### What is being asked
From the data below, retype exactly the lines starting with the one that contains "# indicate every instance of the palm tree" and ending with the one that contains "# indicate every instance of the white cloud", both included.

### Region pointing data
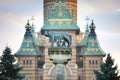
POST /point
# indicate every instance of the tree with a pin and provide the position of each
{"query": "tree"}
(9, 70)
(108, 70)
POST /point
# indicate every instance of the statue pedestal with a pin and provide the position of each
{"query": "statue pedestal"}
(60, 57)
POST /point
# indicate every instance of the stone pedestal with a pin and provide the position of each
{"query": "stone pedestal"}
(60, 57)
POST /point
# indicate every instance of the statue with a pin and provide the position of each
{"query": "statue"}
(61, 38)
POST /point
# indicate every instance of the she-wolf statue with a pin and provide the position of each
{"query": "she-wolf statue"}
(57, 36)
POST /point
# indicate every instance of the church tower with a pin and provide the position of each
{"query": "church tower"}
(60, 20)
(91, 55)
(71, 6)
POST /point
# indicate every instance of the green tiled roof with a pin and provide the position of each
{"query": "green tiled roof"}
(28, 44)
(92, 44)
(60, 19)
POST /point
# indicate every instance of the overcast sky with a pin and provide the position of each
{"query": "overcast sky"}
(106, 15)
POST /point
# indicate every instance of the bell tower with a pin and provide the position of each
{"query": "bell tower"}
(71, 6)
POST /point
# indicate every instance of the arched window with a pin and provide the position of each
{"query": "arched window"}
(96, 62)
(89, 62)
(92, 62)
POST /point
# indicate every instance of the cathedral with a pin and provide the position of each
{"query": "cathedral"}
(60, 16)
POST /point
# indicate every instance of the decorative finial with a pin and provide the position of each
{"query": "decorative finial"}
(32, 19)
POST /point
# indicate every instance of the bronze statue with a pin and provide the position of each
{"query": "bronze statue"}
(61, 38)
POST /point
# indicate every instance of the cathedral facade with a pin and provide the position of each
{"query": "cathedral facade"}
(87, 54)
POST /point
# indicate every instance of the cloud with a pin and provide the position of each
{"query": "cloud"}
(98, 6)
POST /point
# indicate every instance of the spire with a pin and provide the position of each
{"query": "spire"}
(92, 45)
(60, 19)
(92, 30)
(28, 30)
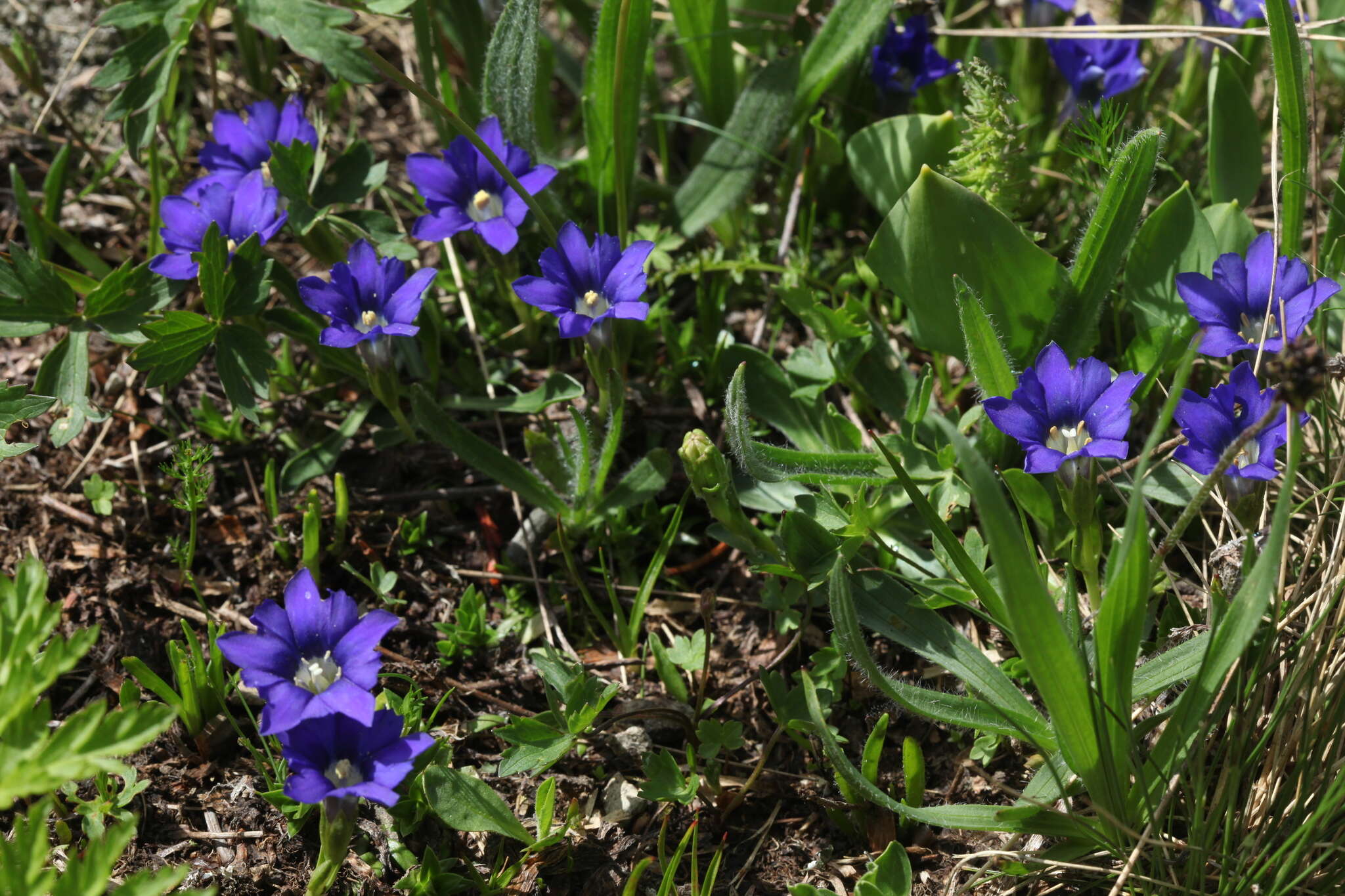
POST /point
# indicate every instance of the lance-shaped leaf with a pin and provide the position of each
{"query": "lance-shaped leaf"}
(772, 464)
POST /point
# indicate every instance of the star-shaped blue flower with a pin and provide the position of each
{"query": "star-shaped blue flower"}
(240, 213)
(242, 146)
(368, 297)
(1212, 423)
(340, 758)
(1097, 68)
(463, 191)
(1060, 413)
(311, 658)
(584, 284)
(907, 60)
(1231, 307)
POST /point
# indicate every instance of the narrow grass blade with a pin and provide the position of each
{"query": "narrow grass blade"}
(1106, 241)
(707, 41)
(1287, 61)
(510, 78)
(1057, 670)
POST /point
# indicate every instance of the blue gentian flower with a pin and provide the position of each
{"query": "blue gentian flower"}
(240, 213)
(1097, 68)
(242, 146)
(1231, 307)
(583, 284)
(463, 191)
(311, 658)
(1212, 423)
(1235, 14)
(368, 297)
(1060, 413)
(335, 757)
(907, 60)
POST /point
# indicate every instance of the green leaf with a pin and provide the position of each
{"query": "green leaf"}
(244, 362)
(887, 156)
(1286, 50)
(175, 344)
(466, 802)
(1173, 240)
(1234, 230)
(730, 167)
(990, 366)
(845, 37)
(705, 38)
(1057, 670)
(16, 405)
(1105, 244)
(612, 78)
(939, 228)
(314, 30)
(510, 77)
(483, 456)
(320, 458)
(355, 174)
(33, 293)
(1234, 147)
(666, 782)
(557, 387)
(643, 481)
(1013, 820)
(889, 875)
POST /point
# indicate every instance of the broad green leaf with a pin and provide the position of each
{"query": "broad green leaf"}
(847, 34)
(483, 456)
(612, 82)
(887, 156)
(510, 77)
(314, 30)
(466, 802)
(16, 405)
(1105, 244)
(730, 167)
(939, 228)
(1292, 91)
(244, 362)
(704, 34)
(1057, 670)
(1234, 147)
(557, 387)
(1234, 230)
(175, 344)
(1173, 240)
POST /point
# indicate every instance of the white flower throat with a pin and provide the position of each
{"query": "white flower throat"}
(343, 773)
(592, 305)
(1069, 440)
(318, 673)
(485, 206)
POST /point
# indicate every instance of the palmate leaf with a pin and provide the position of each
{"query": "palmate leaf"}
(314, 30)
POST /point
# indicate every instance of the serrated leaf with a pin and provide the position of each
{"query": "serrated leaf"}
(175, 344)
(314, 30)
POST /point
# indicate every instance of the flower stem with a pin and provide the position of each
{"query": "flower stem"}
(460, 127)
(335, 832)
(1225, 461)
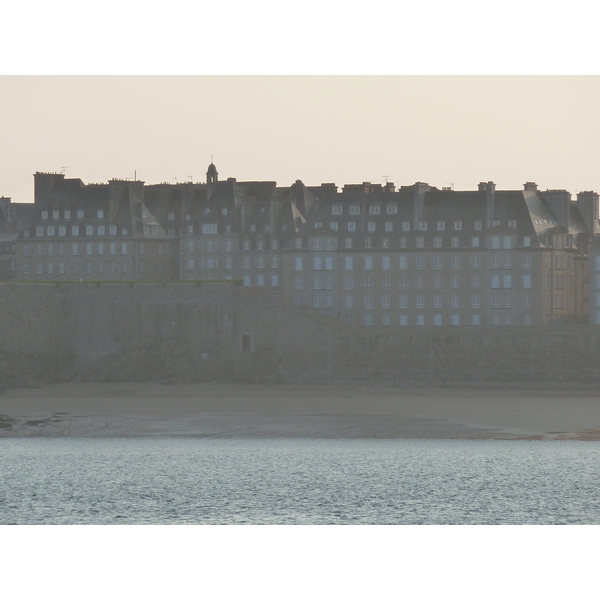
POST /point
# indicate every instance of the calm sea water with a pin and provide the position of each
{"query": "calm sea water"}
(297, 481)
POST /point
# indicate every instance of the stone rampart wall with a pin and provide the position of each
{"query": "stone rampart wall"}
(189, 331)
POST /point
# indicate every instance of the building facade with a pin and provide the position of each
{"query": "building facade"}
(368, 254)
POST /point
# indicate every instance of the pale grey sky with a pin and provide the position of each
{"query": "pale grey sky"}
(438, 129)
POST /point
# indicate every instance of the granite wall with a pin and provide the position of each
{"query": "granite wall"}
(188, 332)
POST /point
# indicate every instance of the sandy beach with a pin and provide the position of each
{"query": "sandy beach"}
(229, 410)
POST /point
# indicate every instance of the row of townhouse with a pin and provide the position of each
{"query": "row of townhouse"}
(367, 254)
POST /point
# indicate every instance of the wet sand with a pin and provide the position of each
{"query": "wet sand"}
(229, 410)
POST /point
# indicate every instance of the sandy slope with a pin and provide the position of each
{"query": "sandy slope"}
(224, 410)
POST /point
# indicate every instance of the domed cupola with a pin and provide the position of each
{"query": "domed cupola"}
(211, 175)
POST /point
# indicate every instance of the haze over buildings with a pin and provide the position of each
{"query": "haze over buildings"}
(443, 130)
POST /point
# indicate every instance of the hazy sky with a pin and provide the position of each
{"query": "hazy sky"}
(342, 129)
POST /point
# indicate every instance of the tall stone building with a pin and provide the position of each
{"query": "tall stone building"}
(369, 254)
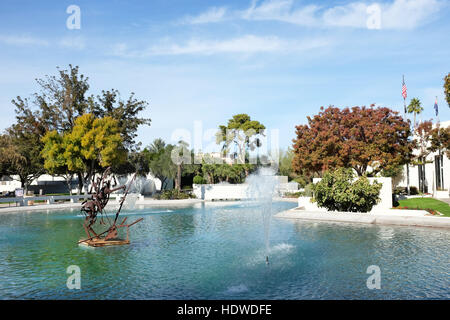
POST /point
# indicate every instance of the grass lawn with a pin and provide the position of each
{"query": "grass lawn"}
(427, 203)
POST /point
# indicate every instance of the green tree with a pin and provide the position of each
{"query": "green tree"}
(64, 97)
(25, 137)
(55, 161)
(414, 107)
(160, 162)
(241, 132)
(339, 191)
(93, 143)
(109, 104)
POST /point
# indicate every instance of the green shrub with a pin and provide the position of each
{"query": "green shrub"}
(174, 195)
(413, 191)
(339, 191)
(308, 192)
(402, 191)
(199, 180)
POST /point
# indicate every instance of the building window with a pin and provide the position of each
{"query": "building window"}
(439, 169)
(423, 187)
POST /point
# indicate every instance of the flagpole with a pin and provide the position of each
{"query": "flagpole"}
(441, 178)
(407, 164)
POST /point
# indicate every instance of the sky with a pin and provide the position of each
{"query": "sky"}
(198, 61)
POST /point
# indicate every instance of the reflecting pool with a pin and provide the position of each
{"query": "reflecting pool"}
(217, 251)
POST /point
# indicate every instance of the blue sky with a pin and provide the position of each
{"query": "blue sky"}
(277, 60)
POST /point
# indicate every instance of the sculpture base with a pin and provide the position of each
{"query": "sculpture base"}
(104, 243)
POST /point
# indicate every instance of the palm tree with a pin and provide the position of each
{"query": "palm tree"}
(414, 107)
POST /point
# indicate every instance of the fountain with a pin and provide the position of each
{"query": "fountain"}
(262, 186)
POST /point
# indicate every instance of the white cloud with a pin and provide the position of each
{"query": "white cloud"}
(397, 14)
(214, 14)
(77, 43)
(22, 40)
(248, 44)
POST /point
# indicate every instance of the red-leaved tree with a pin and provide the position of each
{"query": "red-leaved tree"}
(365, 139)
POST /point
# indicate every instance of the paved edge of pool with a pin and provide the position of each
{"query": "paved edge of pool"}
(145, 203)
(62, 206)
(368, 218)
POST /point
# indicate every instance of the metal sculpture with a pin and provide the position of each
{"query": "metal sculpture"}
(101, 189)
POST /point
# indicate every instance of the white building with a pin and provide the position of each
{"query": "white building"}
(434, 176)
(46, 184)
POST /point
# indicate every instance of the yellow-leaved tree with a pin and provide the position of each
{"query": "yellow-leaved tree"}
(93, 143)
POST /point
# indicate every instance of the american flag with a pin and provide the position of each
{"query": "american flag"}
(436, 107)
(404, 94)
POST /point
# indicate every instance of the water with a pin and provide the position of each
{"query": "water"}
(216, 251)
(261, 189)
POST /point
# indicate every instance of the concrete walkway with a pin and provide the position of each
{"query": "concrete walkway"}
(112, 204)
(445, 200)
(417, 218)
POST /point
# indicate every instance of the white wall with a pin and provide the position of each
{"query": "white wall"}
(430, 175)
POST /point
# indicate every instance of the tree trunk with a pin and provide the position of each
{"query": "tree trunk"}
(69, 182)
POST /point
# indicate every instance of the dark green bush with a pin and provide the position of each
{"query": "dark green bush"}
(174, 195)
(199, 180)
(339, 191)
(402, 191)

### Output below
# indicate every instance of the palm tree with a pin and provide the position of each
{"query": "palm tree"}
(414, 107)
POST /point
# indicate every instance of the fountain with a pin and provide the position of each
{"query": "fountain"}
(262, 186)
POST /point
# indicate every instance of the white cloud with a pin and provide the position of each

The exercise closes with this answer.